» **Pointing records**:
[START]

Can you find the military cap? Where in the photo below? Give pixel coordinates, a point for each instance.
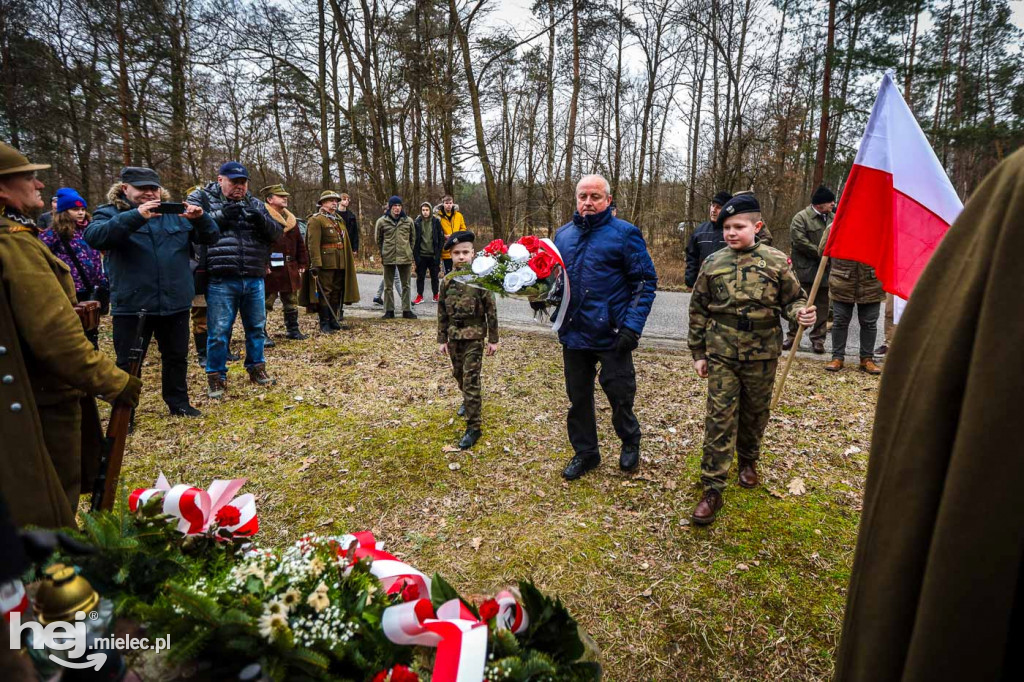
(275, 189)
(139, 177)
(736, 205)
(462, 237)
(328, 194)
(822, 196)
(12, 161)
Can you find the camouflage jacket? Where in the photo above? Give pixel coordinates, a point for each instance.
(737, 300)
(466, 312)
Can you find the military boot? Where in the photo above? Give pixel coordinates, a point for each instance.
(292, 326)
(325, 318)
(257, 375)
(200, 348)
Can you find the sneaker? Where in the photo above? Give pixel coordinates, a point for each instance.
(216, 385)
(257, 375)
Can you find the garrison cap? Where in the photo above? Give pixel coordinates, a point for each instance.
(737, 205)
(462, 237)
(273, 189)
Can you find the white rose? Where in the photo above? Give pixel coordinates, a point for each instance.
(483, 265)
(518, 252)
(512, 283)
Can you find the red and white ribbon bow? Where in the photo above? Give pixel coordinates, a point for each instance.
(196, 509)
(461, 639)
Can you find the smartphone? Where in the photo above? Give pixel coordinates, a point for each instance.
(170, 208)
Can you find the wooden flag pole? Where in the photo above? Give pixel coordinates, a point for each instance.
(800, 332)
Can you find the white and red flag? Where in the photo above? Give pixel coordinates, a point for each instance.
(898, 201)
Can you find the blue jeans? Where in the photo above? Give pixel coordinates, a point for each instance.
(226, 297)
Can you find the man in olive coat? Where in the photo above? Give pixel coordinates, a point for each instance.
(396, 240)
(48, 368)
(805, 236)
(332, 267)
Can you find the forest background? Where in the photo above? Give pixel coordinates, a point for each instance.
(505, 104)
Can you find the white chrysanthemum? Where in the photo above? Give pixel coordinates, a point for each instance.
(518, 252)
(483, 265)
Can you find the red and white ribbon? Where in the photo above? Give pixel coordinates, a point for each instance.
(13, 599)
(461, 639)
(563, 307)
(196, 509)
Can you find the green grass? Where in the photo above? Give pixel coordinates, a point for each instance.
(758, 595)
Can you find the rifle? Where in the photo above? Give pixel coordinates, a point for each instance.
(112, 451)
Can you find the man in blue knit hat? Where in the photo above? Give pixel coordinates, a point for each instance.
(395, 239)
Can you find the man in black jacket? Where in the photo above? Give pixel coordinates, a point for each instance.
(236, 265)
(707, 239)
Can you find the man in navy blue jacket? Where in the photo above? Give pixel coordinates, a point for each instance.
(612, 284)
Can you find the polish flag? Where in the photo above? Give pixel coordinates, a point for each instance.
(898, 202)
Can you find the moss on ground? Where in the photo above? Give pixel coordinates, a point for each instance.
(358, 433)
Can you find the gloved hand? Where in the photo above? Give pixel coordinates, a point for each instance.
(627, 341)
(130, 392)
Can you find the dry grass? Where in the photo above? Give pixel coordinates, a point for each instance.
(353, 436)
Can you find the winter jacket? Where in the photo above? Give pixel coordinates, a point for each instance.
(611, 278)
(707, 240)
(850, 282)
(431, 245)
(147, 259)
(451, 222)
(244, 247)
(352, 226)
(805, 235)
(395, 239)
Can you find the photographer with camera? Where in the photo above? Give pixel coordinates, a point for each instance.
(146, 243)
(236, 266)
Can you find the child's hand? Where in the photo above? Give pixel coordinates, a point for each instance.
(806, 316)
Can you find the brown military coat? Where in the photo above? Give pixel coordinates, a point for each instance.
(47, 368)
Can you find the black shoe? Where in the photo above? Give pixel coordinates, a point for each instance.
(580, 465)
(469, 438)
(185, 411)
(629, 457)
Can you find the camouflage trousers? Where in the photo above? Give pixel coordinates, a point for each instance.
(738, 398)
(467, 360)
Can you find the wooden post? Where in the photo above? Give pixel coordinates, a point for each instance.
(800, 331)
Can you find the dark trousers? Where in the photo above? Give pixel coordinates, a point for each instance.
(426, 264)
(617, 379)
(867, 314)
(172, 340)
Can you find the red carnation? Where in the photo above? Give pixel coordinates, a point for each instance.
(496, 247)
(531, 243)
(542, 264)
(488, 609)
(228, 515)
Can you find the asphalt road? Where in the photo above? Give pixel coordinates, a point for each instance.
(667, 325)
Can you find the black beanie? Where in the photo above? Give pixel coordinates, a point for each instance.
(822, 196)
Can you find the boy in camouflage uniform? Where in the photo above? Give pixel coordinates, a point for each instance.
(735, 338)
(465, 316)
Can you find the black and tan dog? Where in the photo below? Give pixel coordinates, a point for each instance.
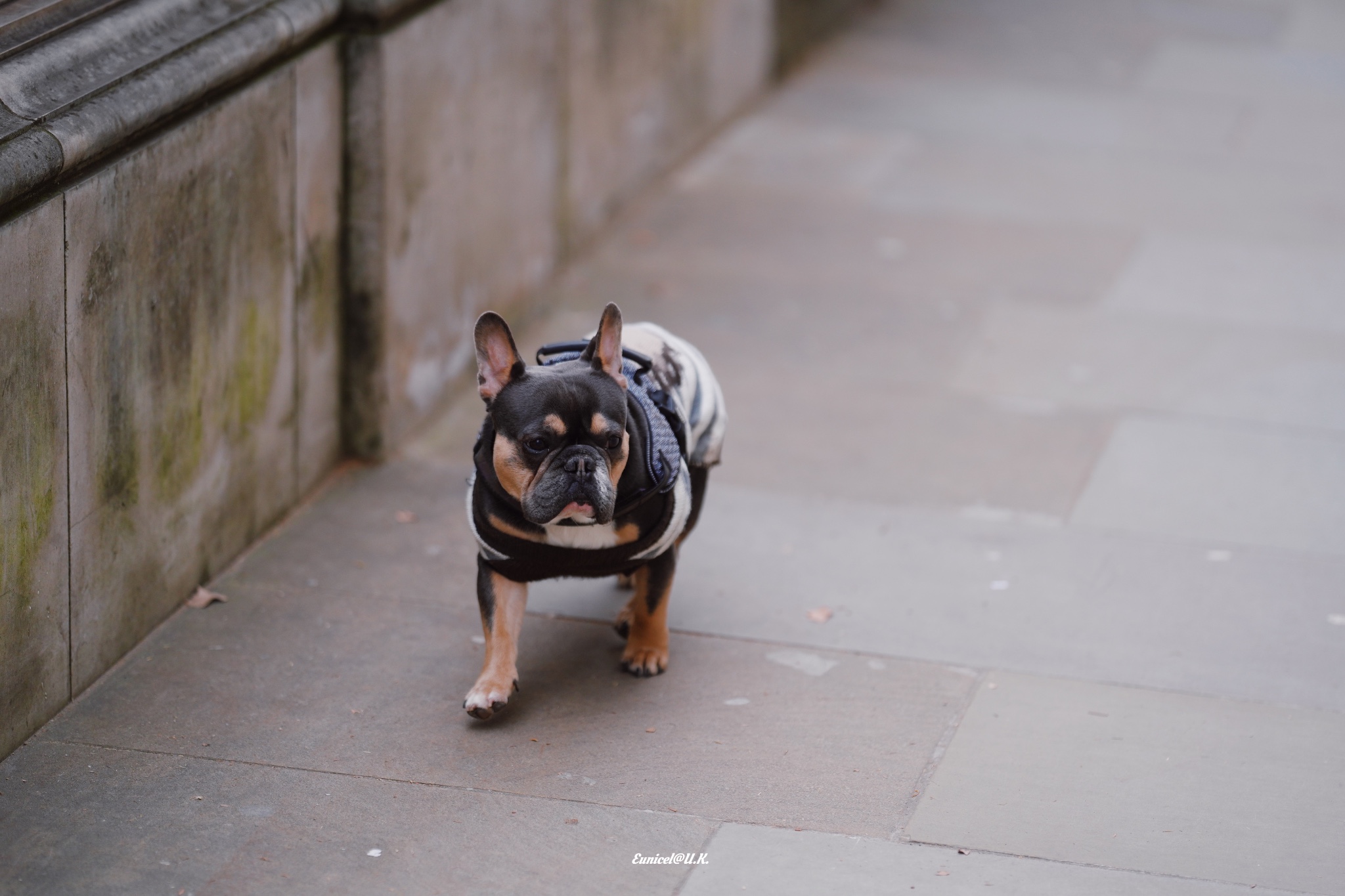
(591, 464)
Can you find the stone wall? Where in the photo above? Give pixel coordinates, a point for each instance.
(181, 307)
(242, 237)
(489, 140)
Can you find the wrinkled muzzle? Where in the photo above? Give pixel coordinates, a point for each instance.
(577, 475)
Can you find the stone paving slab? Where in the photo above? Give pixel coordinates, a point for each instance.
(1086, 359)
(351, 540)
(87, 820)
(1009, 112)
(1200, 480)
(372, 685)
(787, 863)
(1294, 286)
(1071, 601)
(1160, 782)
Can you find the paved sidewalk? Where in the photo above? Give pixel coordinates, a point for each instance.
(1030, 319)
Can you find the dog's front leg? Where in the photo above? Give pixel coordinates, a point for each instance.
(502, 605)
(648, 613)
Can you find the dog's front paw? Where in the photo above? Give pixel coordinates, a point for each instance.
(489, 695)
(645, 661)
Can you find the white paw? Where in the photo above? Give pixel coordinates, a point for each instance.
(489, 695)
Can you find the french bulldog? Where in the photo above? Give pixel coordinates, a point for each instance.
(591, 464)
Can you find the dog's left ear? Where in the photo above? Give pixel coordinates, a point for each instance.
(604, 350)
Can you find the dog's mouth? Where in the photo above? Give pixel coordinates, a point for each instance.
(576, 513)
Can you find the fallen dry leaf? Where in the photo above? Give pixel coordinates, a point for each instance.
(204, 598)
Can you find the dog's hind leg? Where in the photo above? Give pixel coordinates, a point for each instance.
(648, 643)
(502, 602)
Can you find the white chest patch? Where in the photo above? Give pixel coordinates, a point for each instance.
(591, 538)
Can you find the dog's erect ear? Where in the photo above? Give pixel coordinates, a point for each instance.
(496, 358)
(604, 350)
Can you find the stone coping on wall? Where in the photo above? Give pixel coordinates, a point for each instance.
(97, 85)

[END]
[START]

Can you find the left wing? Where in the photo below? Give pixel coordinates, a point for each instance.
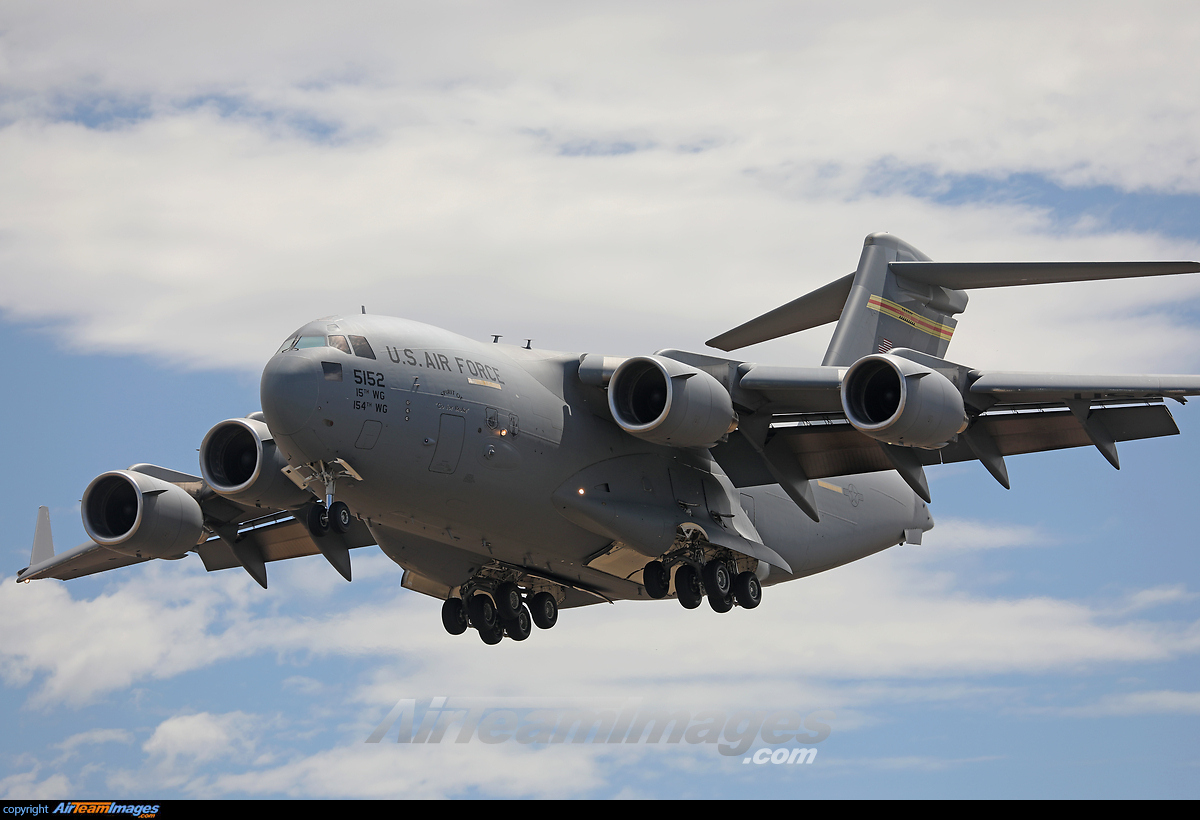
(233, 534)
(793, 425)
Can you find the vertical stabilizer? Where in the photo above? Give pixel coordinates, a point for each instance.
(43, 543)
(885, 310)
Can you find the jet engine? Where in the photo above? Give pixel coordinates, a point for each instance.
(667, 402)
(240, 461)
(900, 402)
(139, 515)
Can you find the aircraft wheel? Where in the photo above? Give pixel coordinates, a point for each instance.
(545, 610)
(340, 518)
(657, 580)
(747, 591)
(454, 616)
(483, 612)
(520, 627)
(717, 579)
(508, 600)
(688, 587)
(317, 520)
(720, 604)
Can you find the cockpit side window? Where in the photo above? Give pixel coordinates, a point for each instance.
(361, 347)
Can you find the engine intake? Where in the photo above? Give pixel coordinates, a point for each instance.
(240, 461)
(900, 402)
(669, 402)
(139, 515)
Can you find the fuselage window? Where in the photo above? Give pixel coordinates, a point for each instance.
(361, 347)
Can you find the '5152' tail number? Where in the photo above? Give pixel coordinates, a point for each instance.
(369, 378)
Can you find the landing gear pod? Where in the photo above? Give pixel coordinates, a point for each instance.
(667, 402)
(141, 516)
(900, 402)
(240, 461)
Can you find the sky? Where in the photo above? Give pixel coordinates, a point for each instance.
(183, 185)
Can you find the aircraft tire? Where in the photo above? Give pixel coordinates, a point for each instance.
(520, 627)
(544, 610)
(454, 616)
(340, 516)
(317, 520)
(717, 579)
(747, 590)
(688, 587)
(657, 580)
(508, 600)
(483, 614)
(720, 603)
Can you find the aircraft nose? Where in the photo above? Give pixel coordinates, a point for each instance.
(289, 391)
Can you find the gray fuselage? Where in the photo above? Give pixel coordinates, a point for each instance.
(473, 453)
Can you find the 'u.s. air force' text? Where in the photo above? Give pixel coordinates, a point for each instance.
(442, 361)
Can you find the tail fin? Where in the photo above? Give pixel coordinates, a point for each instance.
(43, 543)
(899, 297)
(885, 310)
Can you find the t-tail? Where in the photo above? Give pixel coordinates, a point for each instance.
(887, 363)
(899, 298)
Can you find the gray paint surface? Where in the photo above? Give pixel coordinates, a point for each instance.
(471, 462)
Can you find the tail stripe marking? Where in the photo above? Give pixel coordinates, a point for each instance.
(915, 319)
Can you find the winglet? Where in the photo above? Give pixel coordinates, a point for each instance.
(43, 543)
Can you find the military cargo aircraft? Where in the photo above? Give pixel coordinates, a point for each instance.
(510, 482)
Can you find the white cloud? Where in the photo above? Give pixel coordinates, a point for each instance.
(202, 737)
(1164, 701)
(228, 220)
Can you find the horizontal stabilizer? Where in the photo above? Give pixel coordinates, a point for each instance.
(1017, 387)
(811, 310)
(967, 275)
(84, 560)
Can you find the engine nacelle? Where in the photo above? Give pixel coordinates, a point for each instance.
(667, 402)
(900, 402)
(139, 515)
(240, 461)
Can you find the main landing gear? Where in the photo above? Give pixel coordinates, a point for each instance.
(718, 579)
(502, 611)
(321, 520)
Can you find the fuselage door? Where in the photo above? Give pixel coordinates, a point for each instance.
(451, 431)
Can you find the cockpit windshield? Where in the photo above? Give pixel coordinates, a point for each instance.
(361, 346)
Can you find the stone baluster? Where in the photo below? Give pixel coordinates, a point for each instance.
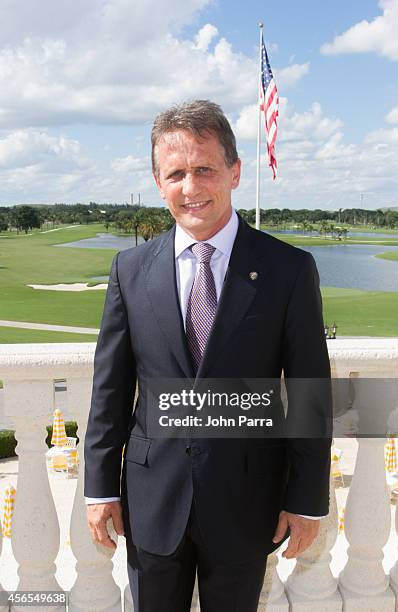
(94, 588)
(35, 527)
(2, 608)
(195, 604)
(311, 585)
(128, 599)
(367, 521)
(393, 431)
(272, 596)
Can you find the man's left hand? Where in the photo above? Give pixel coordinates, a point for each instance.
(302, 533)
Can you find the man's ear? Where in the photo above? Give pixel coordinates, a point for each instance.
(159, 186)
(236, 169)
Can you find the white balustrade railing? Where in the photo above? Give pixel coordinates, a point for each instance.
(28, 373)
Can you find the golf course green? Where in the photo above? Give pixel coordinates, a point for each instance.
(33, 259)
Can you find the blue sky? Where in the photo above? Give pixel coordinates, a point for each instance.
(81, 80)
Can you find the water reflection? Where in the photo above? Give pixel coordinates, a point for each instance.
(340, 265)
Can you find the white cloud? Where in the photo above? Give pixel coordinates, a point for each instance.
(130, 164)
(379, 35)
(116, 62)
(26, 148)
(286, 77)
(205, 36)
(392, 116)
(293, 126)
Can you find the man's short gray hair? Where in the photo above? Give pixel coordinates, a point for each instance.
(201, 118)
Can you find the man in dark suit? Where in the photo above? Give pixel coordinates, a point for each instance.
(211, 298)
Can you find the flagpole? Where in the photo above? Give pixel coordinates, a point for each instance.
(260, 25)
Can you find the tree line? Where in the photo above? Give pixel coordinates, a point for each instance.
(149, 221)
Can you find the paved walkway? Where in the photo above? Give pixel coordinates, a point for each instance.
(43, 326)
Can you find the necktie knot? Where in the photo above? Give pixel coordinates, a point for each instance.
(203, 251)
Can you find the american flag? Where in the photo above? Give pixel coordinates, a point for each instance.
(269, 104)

[END]

» **WHAT IS BEING ASKED**:
Collect every line in the entries that contains the word "front", and copy each of those lines in full.

» **REPLY**:
Can you find the dog's front leg? Where in the photo above? Give pixel coordinates, a point for each instance.
Can you find the dog's front paw? Where in the photo above? Give pixel coordinates, a point for each instance.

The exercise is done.